EXERCISE OBJECTIVE: Select every line of the data below that contains the word "need" and copy each such line without alteration.

DATA ENTRIES:
+-------+

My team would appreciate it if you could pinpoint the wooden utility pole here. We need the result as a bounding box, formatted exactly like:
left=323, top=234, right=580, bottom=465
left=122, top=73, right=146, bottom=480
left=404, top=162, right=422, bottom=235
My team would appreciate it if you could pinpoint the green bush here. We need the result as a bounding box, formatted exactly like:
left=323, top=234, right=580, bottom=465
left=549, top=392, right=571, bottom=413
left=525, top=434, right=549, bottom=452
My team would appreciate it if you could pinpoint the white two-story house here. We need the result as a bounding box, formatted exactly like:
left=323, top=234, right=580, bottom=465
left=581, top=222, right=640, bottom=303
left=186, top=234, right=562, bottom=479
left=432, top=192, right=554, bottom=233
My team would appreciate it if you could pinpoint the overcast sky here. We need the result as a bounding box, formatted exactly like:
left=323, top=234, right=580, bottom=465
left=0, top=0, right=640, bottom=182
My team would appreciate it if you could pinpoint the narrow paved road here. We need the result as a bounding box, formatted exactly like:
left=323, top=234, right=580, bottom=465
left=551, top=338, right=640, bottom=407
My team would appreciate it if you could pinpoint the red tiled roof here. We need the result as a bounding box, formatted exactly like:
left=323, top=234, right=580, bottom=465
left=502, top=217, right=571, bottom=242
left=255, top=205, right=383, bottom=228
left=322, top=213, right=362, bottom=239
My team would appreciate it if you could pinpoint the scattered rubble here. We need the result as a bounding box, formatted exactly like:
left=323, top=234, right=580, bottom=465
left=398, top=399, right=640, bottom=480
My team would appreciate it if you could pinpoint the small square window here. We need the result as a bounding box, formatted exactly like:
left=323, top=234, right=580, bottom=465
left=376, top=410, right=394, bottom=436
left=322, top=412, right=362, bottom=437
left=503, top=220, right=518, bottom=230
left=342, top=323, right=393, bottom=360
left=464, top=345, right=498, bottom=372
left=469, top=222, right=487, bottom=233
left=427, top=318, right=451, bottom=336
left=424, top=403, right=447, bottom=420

+-------+

THE RESULT:
My team would appreciate it if you could pinpoint the wooden utility pole here. We need the result as a bounding box, formatted exactly like:
My team would appreciate it if you could pinpoint the green bush here. We need the result as a bounding box, formatted exactly like:
My team would appreciate it if you could pinpoint the white two-story house here. We need the result as a bounding box, formatted exactly like:
My team would appreciate it if you could pinpoint the overcast sky here. We need the result as a bounding box, formatted exactly like:
My team would appreciate it if you could pinpoint the narrow paved road here. We need the result as a bounding box, formatted exactly like:
My team would appreciate it if you could pinpoint the red tiled roof here. We need the result as a bounding box, formatted exactly like:
My team would appreciate it if you could pinpoint the scattered rubble here. We need the result as a bounding box, formatted exactly like:
My team would appreciate it if you could pinpoint the small square window here. We need the result as a bounding box, formatted exactly like:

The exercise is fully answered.